Liste des tâches
[1] D'après le texte sur le prix du gaz à Bruxelles, pourquoi peut-il paraître difficile de faire évoluer le prix réclamé aux consommateurs en fonction des prix du marché ? Répondez en une à trois phrases.
[2] Reformulez sous forme de liste le paragraphe du texte sur le prix du gaz à Bruxelles qui commence par « Début 2012, la responsable du quasi-monopoleur », en conservant ses faits principaux.
[3] Reproduisez fidèlement le passage du texte sur le prix du gaz à Bruxelles allant de « Début 2012, la » jusqu'à « 12 prochains mois! ».

Extrait du texte

Six ans après la libéralisation du 1er janvier 2007, force est de constater que l'évolution des prix au consommateur n'a plus aucune relation avec les prix du gaz naturel sur les marchés internationaux, et donc, il est permis de le supposer, avec les prix auxquels le monopoleur s'approvisionne lui-même.

La comparaison des deux tableaux qui suivent est édifiante. Depuis janvier 2010, le prix du gaz naturel sur les marchés libéralisés (le premier tableau donne l'évolution des prix aux Etats-Unis) a chuté de moitié, même si une reprise est constatée au second semestre de 2012. A Bruxelles, par contraste, les distributeurs n'ont cessé d'augmenter leurs tarifs au cours de cette même période. La "concurrence" semble n'avoir eu pour seul effet que d'inciter les "concurrents" à se plaquer sur les tarifs de l'ancien monopoleur, encouragés en cela, sans doute, par la nécessité de reverser aux administrations une proportion de plus en plus importante de leurs recettes.



 
Prix du gaz naturel à Bruxelles
(Source: www.brugel.be)
Le montant des factures n'a plus de rapport non plus avec l'évolution de la consommation d'un particulier. Quels que soient ses sacrifices et ses investissements pour réduire sa consommation, ce consommateur voit le total de sa facture continuer à augmenter. Malgré des efforts de réduction de consommation (et donc une notable baisse du niveau de confort et de la qualité de vie), le fournisseur "historique" et par défaut continue à augmenter le montant de ses prélèvements.

Début 2012, la responsable du quasi-monopoleur était récemment interrogée dans les médias sur toutes ces contradictions, et sur l'annonce qui avait été faite quelques jours auparavant que le prix final pour le consommateur allait encore augmenter, en dépit de la chute des prix internationaux. Elle acceptait de revenir sur cette décision de hausse, et promettait au contraire une réduction des prix de 10% à partir du 1er mai 2012. Publiquement, la société annonce donc une réduction de 10%, mais, sur les factures individuelles, applique de fait une augmentation de 18% de ses prélèvements pour les 12 prochains mois!

Il peut paraître difficile de faire évoluer le prix réclamé aux consommateurs en fonction des prix sur le marché (ce qui serait pourtant le résultat dans un marché véritablement concurrentiel) compte tenu des diverses "contributions" reversées aux administrations, qui ne cessent de réclamer de plus en plus de revenus. Si le consommateur bruxellois voyait sa facture suivre l'évolution de la facture d'un résident de Washington DC, par exemple, la part prélevée par l'administration, ajoutée aux frais de "réseau" représenterait aujourd'hui la quasi-totalité (90%) de la facture des particuliers. La fourniture de gaz naturel n'est plus qu'un prétexte de prélèvements quasi-fiscaux.

Enregistrements fournis
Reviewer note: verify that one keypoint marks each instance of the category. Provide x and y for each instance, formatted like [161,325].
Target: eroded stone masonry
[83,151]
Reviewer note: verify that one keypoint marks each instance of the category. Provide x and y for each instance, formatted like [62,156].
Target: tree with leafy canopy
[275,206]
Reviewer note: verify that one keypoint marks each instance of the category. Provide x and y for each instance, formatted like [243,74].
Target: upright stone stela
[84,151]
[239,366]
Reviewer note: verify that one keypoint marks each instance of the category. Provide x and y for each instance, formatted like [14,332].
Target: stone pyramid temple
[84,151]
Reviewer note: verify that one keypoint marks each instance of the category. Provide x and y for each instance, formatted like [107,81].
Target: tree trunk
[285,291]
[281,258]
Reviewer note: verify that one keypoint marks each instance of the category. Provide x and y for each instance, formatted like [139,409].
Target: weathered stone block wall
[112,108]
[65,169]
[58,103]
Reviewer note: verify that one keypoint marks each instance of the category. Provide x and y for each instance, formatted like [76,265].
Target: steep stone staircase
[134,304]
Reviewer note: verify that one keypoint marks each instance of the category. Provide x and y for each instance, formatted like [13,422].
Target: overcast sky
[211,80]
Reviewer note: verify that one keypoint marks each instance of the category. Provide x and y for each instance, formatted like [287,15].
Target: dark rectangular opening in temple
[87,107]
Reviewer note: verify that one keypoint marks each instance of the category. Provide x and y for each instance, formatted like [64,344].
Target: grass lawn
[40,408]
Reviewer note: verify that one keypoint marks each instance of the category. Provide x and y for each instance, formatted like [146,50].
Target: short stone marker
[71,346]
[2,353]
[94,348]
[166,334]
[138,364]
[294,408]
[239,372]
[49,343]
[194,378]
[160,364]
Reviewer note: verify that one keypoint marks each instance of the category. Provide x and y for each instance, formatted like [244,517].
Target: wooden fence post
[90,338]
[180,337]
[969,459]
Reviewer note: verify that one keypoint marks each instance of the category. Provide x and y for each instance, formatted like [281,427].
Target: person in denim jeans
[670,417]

Résultats par tâche
[1] Selon le texte, la difficulté vient des diverses « contributions » reversées aux administrations. Ces administrations ne cessent de réclamer de plus en plus de revenus.

[2]
- Début 2012, la responsable du quasi-monopoleur est interrogée dans les médias sur ces contradictions. Les questions portent aussi sur une hausse du prix final annoncée quelques jours plus tôt, malgré la chute des prix internationaux.
- Elle accepte de revenir sur cette hausse et promet une baisse des prix de 10 % à partir du 1er mai 2012.
- Publiquement, la société annonce une réduction de 10 %. Sur les factures individuelles, elle applique en fait une augmentation de 18 % de ses prélèvements pour les 12 mois suivants.

[3]
Début 2012, la responsable du quasi-monopoleur était récemment interrogée dans les médias sur toutes ces contradictions, et sur l'annonce qui avait été faite quelques jours auparavant que le prix final pour le consommateur allait encore augmenter, en dépit de la chute des prix internationaux. Elle acceptait de revenir sur cette décision de hausse, et promettait au contraire une réduction des prix de 10% à partir du 1er mai 2012. Publiquement, la société annonce donc une réduction de 10%, mais, sur les factures individuelles, applique de fait une augmentation de 18% de ses prélèvements pour les 12 prochains mois!